THE PROBLEM:
Copy out exactly the lines from the one containing "Please place a point on the white lamp" to the end of the records below, both included, and nothing else.

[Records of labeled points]

-- START --

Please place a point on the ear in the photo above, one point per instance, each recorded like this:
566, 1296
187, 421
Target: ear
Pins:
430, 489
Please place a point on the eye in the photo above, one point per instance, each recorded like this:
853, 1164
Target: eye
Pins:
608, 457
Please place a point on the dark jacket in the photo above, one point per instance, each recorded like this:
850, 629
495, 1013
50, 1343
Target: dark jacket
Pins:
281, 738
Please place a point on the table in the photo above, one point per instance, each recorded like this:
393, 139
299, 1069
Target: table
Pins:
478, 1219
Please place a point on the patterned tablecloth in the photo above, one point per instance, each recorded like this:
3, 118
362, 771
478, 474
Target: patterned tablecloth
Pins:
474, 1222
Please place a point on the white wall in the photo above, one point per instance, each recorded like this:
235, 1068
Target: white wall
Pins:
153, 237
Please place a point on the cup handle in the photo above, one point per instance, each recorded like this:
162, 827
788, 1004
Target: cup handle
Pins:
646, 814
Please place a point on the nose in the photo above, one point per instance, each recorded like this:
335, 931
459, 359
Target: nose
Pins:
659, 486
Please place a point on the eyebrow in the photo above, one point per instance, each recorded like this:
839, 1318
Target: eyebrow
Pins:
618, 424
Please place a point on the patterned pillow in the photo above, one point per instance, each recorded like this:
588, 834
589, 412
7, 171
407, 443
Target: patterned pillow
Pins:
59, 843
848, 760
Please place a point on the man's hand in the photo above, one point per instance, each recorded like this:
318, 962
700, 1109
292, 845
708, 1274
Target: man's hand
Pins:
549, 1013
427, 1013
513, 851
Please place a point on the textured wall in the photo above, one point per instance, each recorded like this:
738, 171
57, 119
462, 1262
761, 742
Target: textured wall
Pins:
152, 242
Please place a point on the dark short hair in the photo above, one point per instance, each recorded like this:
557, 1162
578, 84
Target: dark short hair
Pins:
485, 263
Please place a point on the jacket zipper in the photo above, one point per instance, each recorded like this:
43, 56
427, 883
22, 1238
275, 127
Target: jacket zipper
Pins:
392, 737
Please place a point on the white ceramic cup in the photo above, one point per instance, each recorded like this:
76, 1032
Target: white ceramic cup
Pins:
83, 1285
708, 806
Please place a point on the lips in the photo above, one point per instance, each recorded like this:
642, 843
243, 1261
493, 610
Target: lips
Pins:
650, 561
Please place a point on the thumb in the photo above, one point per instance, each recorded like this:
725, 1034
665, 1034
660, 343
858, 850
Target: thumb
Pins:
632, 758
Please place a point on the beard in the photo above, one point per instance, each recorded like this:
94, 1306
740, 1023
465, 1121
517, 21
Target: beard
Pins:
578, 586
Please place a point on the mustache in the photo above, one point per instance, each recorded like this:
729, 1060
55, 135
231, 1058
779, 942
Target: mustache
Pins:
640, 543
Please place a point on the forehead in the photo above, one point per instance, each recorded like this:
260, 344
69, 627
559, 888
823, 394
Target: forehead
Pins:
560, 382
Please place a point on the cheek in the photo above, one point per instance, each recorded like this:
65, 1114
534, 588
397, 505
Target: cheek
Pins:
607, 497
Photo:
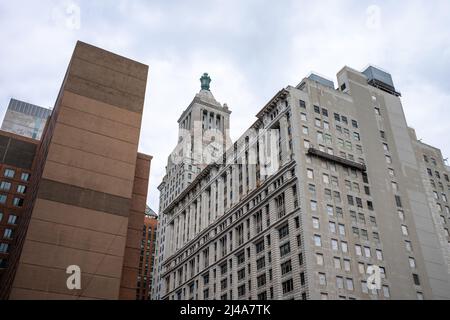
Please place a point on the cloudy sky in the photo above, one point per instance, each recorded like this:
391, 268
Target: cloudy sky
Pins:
250, 48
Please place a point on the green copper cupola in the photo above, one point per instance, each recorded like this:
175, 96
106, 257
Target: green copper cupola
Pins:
205, 80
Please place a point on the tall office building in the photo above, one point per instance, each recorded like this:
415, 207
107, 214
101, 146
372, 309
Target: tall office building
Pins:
25, 119
326, 183
86, 200
17, 155
203, 136
147, 256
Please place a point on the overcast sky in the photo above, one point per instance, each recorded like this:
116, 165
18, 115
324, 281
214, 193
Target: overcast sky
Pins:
251, 49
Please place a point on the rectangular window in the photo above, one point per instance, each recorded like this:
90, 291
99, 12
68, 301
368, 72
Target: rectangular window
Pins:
259, 246
322, 279
288, 286
286, 267
283, 231
12, 219
6, 186
9, 173
285, 249
317, 241
319, 259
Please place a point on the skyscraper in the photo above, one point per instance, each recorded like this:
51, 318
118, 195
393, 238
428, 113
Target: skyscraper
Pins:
25, 119
325, 187
86, 200
203, 136
17, 158
147, 256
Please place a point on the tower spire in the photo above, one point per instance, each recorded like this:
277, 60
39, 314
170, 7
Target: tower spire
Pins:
205, 80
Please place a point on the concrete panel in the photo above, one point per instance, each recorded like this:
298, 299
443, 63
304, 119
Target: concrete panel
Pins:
99, 125
79, 217
95, 143
101, 109
88, 179
76, 238
85, 198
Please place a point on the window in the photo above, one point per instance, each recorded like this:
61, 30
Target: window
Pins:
347, 265
337, 263
312, 189
319, 259
349, 284
332, 227
7, 234
21, 189
4, 247
386, 292
316, 224
337, 117
398, 201
404, 230
364, 288
379, 254
342, 230
6, 186
330, 210
288, 286
260, 263
344, 246
286, 267
241, 258
241, 290
25, 176
18, 202
9, 173
317, 241
322, 279
303, 116
12, 219
285, 249
350, 200
334, 245
302, 104
408, 246
241, 274
412, 263
416, 279
283, 231
259, 246
261, 280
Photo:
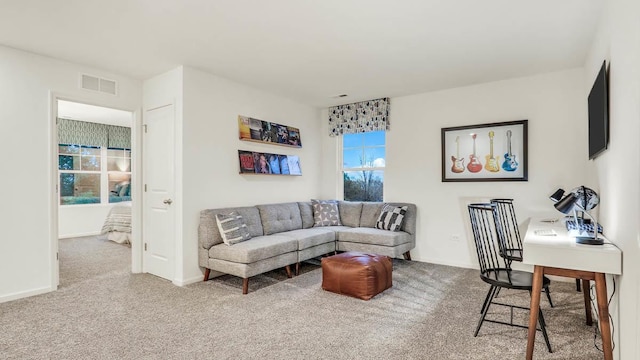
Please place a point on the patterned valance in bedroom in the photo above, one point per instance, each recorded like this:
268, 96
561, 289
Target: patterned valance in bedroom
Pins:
92, 134
364, 116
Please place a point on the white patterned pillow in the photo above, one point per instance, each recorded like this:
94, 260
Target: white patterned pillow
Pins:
325, 213
391, 217
232, 228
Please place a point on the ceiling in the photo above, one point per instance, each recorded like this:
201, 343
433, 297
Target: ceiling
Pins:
311, 50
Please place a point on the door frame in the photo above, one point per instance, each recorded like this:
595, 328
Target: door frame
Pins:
136, 182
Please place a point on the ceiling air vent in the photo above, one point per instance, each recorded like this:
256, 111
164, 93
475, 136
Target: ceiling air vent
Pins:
95, 83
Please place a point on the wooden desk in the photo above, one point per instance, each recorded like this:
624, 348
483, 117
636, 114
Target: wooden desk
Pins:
560, 255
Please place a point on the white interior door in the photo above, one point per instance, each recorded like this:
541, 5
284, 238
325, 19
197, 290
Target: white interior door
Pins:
159, 174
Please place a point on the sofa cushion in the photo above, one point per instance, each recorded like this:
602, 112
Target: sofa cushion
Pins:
370, 213
325, 213
350, 213
232, 228
306, 213
277, 218
410, 218
374, 236
311, 237
208, 228
391, 218
256, 249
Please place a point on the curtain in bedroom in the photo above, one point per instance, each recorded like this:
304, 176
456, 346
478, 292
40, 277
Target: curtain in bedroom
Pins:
364, 116
92, 134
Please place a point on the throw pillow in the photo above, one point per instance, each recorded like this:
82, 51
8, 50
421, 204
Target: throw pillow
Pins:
325, 213
232, 228
391, 217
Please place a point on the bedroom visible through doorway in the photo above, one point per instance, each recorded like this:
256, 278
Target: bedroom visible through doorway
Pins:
94, 175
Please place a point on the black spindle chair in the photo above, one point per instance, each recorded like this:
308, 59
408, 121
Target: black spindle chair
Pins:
511, 240
496, 269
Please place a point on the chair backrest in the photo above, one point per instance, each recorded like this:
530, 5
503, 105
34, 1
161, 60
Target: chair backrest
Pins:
510, 235
485, 225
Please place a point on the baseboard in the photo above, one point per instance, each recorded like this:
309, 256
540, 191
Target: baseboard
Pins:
184, 282
66, 236
447, 263
24, 294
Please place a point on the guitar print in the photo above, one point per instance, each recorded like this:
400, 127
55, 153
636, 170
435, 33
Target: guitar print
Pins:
510, 163
458, 162
492, 162
474, 164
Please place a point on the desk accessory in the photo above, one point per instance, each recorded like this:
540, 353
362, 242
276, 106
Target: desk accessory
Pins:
581, 199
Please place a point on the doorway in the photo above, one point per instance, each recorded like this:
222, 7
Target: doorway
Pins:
95, 172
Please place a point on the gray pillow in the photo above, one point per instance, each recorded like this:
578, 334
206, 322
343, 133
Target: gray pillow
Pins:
325, 213
232, 228
391, 217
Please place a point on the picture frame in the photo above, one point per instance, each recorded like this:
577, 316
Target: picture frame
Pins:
485, 152
261, 131
260, 163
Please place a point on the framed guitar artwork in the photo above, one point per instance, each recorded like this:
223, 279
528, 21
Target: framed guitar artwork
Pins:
485, 152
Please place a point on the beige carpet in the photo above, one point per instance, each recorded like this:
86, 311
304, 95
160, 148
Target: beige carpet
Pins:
101, 311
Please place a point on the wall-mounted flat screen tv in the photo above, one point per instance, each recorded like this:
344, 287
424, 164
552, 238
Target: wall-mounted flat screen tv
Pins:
599, 114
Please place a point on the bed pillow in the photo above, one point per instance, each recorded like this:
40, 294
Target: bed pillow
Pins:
325, 213
232, 228
391, 217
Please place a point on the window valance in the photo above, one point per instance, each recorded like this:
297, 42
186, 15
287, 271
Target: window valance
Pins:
93, 134
364, 116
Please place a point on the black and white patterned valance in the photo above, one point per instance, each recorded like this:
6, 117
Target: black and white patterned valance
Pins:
93, 134
364, 116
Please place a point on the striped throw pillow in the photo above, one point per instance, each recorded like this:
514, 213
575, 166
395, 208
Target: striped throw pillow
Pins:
232, 228
391, 217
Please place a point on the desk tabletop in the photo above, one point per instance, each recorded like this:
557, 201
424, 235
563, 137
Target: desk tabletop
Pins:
561, 251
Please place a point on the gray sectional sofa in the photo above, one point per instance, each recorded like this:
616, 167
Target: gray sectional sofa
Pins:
284, 234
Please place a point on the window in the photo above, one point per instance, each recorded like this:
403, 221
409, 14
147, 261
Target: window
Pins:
363, 163
93, 174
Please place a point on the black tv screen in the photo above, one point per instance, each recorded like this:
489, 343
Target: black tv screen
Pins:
599, 114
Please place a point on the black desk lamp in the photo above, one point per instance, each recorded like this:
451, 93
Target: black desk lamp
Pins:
572, 202
557, 196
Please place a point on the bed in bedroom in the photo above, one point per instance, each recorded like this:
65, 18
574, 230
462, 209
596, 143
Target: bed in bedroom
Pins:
117, 225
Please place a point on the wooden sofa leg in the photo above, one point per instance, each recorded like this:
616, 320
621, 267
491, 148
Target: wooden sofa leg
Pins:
245, 286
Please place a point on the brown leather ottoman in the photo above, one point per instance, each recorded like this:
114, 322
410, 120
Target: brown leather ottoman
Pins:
356, 274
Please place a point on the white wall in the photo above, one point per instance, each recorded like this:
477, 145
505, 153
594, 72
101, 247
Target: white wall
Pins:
28, 229
556, 109
210, 172
618, 169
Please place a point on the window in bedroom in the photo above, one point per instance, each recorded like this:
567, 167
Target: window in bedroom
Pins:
363, 163
93, 174
79, 174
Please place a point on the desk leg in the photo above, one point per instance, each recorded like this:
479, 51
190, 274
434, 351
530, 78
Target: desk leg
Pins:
538, 271
603, 311
586, 292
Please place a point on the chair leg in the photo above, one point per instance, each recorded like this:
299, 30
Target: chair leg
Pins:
543, 327
546, 290
486, 299
486, 308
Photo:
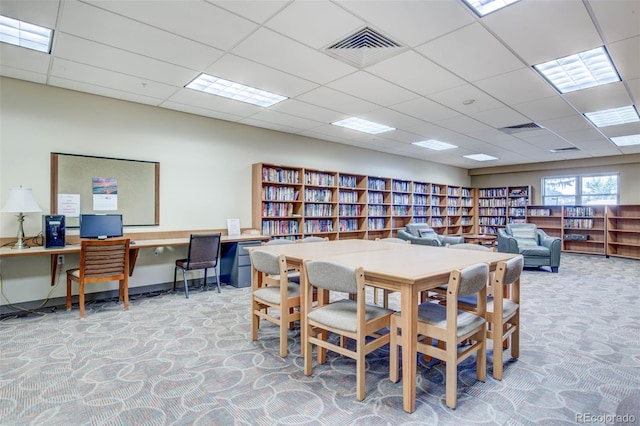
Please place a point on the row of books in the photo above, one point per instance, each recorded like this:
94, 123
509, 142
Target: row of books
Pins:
272, 174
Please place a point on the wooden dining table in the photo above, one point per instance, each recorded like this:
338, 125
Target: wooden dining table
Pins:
405, 268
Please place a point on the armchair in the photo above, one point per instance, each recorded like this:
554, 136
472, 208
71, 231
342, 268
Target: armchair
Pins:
422, 233
537, 248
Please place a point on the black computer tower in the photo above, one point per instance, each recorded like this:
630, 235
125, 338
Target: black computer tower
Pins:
53, 230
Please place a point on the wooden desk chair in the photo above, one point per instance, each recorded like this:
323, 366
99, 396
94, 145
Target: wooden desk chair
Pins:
503, 311
284, 297
347, 318
450, 327
386, 293
204, 253
101, 261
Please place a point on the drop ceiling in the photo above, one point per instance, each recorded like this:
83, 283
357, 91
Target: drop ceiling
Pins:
456, 77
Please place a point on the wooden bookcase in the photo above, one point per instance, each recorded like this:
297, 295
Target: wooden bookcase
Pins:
352, 207
295, 202
623, 231
587, 222
547, 218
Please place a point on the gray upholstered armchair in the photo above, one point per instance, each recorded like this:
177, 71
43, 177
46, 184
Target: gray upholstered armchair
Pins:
422, 233
537, 248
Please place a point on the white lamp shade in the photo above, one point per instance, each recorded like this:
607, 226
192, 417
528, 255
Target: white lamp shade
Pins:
21, 200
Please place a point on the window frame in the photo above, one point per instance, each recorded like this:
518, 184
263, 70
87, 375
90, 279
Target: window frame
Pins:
579, 196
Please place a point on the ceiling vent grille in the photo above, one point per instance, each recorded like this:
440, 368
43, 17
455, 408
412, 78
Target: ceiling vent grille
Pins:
520, 128
363, 48
571, 148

-- END --

THE RESULT:
Please place a point on the white lamp shade in the photo above, one point per instance, each recorded like this:
607, 226
192, 417
528, 255
Target: white lamp shade
Pins:
21, 200
Please place a point on the window frame in the photo above, one point per instance, each recorded like this:
518, 184
263, 70
87, 375
90, 279
Target: window frame
Pins:
579, 196
Please place a point on the ceiling vent grille in the photo above, one point per instance, each recorded like this:
440, 368
43, 17
455, 408
412, 78
Target: ceiling vent grille
Pins:
520, 128
363, 48
571, 148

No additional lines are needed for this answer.